WHAT YOU SHOULD DO → With pictures excluded, give again exactly the lines running from the one holding "Can you spot the planter" through the end of the listing below.

EXCERPTED DATA →
════════

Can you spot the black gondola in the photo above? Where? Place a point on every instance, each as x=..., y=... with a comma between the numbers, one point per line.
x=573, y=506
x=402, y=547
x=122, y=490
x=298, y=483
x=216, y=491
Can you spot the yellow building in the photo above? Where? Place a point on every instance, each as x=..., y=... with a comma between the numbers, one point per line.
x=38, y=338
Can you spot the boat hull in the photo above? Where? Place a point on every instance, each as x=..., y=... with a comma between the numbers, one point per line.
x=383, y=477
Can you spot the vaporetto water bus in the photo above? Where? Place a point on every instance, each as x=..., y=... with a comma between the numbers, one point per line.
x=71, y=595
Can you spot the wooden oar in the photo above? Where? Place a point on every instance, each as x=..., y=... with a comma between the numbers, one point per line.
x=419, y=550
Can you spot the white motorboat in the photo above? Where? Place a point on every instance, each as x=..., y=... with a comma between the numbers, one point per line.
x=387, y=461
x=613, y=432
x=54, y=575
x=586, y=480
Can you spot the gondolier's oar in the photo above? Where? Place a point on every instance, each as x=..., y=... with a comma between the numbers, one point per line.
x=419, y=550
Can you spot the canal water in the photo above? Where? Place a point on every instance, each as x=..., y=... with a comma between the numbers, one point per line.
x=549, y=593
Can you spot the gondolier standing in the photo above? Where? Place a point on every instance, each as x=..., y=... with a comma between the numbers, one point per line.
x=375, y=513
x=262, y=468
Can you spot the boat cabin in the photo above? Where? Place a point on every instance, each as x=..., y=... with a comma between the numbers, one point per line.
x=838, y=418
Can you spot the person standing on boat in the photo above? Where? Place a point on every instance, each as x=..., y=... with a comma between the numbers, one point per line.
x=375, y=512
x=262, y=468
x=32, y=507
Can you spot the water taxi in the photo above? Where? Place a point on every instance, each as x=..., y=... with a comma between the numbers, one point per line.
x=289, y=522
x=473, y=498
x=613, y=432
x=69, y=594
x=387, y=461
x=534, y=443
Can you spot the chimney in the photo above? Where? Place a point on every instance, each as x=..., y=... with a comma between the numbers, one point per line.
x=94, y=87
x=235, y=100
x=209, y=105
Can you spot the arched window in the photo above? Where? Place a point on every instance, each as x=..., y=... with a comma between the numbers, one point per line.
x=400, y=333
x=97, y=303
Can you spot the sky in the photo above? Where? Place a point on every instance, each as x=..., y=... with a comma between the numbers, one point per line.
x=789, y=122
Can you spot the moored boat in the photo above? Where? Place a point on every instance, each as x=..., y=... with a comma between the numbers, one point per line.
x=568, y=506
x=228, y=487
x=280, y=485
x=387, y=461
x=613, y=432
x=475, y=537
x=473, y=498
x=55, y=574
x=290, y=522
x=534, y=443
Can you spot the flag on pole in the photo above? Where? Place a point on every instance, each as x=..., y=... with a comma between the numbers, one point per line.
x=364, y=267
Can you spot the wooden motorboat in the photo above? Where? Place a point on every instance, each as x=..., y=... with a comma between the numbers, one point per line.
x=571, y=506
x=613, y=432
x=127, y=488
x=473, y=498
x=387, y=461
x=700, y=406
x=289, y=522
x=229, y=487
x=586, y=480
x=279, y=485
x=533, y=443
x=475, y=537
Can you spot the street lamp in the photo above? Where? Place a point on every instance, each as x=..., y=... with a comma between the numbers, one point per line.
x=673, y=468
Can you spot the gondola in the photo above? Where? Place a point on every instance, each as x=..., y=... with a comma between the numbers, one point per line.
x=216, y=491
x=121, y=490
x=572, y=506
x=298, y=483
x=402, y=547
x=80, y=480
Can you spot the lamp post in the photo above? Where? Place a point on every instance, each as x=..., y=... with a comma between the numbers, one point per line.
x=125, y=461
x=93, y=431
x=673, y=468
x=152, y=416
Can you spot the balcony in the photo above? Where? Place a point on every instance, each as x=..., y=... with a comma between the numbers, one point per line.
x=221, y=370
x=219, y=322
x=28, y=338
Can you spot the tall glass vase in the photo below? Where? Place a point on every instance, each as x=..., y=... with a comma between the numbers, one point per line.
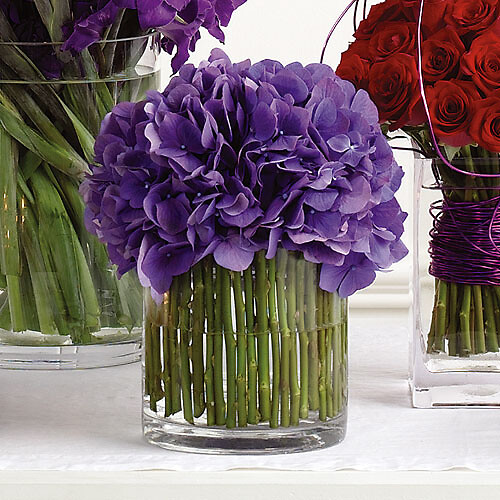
x=61, y=302
x=251, y=362
x=455, y=358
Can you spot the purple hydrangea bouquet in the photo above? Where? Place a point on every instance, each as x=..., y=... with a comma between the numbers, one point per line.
x=64, y=64
x=252, y=200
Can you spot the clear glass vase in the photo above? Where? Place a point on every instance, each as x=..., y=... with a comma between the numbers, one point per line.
x=455, y=359
x=245, y=363
x=61, y=302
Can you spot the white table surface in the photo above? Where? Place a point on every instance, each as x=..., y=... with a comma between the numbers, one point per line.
x=76, y=427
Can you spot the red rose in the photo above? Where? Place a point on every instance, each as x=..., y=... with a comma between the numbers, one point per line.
x=353, y=65
x=482, y=62
x=392, y=37
x=393, y=86
x=385, y=11
x=465, y=16
x=441, y=55
x=485, y=124
x=433, y=18
x=451, y=106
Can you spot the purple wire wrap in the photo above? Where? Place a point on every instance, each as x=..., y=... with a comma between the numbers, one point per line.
x=465, y=242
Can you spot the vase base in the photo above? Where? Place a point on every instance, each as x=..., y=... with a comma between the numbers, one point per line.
x=254, y=440
x=456, y=396
x=69, y=357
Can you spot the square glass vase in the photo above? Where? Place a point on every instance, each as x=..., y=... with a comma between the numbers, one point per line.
x=455, y=322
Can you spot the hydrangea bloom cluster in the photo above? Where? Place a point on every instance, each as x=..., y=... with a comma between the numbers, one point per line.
x=179, y=20
x=232, y=159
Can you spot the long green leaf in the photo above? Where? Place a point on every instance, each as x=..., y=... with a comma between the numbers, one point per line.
x=9, y=251
x=85, y=138
x=43, y=296
x=60, y=158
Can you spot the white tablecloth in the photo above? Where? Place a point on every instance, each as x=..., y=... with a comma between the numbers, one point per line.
x=91, y=420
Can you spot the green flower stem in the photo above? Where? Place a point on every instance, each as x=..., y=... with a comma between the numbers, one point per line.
x=328, y=308
x=241, y=342
x=163, y=319
x=227, y=319
x=479, y=338
x=220, y=405
x=432, y=330
x=208, y=277
x=251, y=350
x=275, y=343
x=464, y=317
x=9, y=256
x=312, y=332
x=198, y=339
x=38, y=274
x=452, y=328
x=303, y=339
x=184, y=324
x=262, y=331
x=173, y=346
x=148, y=376
x=343, y=357
x=337, y=356
x=441, y=316
x=282, y=260
x=157, y=392
x=496, y=302
x=489, y=323
x=320, y=315
x=291, y=309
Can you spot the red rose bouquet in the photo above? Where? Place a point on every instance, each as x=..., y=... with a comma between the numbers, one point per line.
x=458, y=67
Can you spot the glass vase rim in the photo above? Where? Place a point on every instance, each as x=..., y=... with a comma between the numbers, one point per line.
x=11, y=43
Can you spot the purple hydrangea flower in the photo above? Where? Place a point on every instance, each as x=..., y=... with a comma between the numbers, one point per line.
x=179, y=20
x=232, y=159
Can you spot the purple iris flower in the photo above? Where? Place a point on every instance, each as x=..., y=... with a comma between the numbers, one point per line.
x=180, y=22
x=231, y=159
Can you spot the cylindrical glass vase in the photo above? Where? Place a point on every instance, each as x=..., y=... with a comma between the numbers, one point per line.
x=455, y=358
x=61, y=302
x=246, y=363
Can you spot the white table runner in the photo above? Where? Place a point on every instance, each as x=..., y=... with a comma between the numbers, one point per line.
x=91, y=421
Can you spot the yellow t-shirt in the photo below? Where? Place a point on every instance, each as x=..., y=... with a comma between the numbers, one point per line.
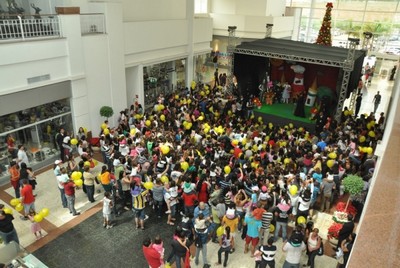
x=105, y=178
x=231, y=223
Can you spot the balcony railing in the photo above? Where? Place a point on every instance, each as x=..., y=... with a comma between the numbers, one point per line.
x=92, y=24
x=21, y=28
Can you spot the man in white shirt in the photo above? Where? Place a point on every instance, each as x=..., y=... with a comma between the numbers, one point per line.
x=22, y=156
x=294, y=248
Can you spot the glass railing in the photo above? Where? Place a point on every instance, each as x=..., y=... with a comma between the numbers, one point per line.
x=20, y=28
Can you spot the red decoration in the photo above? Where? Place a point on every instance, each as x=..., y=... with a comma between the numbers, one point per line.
x=324, y=35
x=334, y=229
x=350, y=208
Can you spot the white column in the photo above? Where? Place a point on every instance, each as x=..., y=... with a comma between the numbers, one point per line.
x=71, y=29
x=189, y=61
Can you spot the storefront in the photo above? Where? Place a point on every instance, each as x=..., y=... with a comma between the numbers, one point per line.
x=34, y=127
x=163, y=78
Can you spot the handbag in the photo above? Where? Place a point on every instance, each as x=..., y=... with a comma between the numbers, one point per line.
x=187, y=259
x=197, y=242
x=321, y=248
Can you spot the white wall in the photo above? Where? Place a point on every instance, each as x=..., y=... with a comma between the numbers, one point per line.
x=144, y=10
x=248, y=7
x=98, y=82
x=275, y=7
x=23, y=60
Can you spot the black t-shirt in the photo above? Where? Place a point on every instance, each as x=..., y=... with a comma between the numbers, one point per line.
x=6, y=225
x=178, y=248
x=282, y=215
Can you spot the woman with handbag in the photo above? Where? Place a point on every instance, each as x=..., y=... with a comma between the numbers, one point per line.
x=313, y=245
x=226, y=243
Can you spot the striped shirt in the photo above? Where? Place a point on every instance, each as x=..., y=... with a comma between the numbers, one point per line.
x=268, y=252
x=266, y=219
x=139, y=201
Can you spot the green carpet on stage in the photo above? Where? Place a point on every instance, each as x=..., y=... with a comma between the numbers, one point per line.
x=286, y=111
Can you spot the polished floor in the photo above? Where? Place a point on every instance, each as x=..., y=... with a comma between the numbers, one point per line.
x=83, y=242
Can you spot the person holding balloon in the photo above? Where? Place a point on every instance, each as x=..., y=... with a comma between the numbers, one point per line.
x=69, y=189
x=27, y=198
x=36, y=229
x=7, y=230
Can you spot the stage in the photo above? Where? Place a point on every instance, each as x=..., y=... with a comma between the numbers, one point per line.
x=282, y=114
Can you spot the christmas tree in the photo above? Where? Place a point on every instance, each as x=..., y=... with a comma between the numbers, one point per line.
x=324, y=35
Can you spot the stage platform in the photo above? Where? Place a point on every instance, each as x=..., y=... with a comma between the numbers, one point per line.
x=282, y=114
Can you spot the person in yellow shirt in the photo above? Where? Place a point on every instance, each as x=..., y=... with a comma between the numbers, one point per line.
x=230, y=219
x=105, y=179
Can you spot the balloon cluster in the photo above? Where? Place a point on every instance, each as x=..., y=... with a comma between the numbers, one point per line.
x=76, y=177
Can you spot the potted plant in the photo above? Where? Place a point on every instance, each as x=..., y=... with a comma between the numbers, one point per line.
x=106, y=111
x=353, y=185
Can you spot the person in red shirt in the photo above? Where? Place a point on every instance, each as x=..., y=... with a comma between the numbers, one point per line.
x=27, y=198
x=14, y=177
x=152, y=256
x=69, y=189
x=189, y=202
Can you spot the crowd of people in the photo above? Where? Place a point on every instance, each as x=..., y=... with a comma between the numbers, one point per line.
x=207, y=159
x=201, y=159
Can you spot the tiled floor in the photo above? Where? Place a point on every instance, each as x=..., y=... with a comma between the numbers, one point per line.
x=83, y=237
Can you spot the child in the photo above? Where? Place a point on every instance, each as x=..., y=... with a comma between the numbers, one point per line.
x=107, y=206
x=159, y=247
x=173, y=191
x=257, y=258
x=35, y=227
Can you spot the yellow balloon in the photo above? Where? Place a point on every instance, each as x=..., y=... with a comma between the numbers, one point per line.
x=148, y=185
x=164, y=179
x=76, y=175
x=371, y=134
x=220, y=231
x=165, y=149
x=14, y=202
x=185, y=165
x=271, y=228
x=227, y=169
x=301, y=220
x=38, y=218
x=332, y=155
x=330, y=163
x=8, y=211
x=78, y=182
x=19, y=207
x=293, y=189
x=44, y=212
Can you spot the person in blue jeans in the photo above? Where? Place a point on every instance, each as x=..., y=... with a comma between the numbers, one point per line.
x=282, y=212
x=180, y=246
x=226, y=244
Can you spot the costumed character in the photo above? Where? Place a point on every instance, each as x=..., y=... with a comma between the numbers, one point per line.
x=299, y=111
x=269, y=97
x=312, y=94
x=286, y=93
x=298, y=82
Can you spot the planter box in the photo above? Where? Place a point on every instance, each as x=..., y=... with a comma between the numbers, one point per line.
x=68, y=10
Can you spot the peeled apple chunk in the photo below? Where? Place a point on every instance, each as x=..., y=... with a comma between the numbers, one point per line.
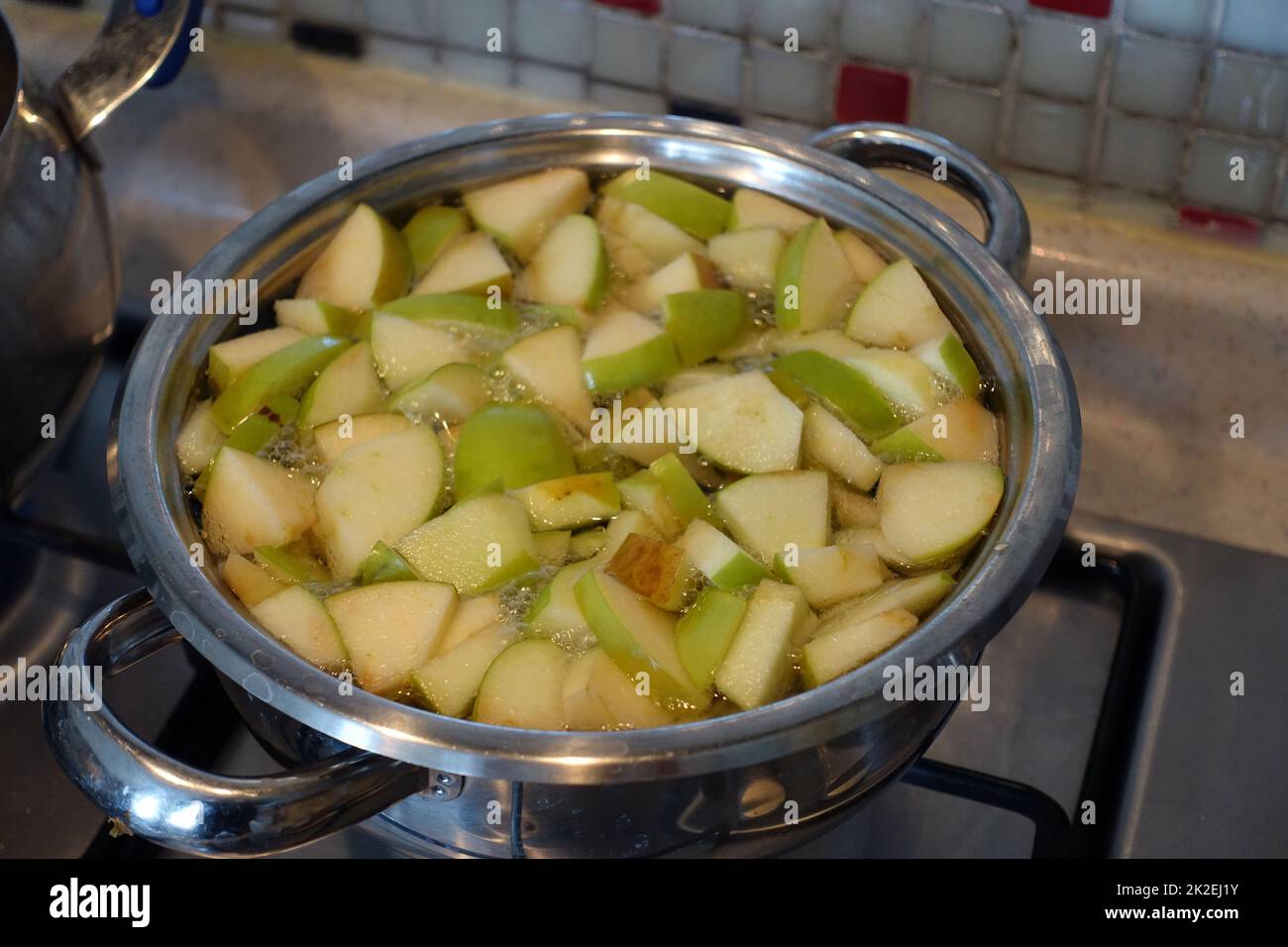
x=378, y=491
x=252, y=501
x=365, y=264
x=477, y=545
x=743, y=423
x=957, y=431
x=570, y=266
x=758, y=669
x=299, y=620
x=768, y=512
x=691, y=208
x=516, y=213
x=931, y=512
x=523, y=686
x=507, y=447
x=390, y=629
x=897, y=311
x=840, y=648
x=814, y=282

════════

ANSWER TO THIS PROBLEM →
Can you spot the planter box in the photo above? Where? Place a point on every instance, each as x=..., y=... with a comma between the numbers, one point per line.
x=68, y=10
Can you spot the peeled apple chunk in the photo below? Where? Place a point on every instance, each as x=..., y=... with a comma between the numbers, one point per line.
x=378, y=491
x=252, y=501
x=365, y=264
x=477, y=545
x=743, y=423
x=957, y=431
x=570, y=266
x=758, y=669
x=299, y=620
x=768, y=512
x=691, y=208
x=516, y=213
x=931, y=512
x=523, y=686
x=507, y=447
x=390, y=629
x=897, y=311
x=840, y=648
x=814, y=282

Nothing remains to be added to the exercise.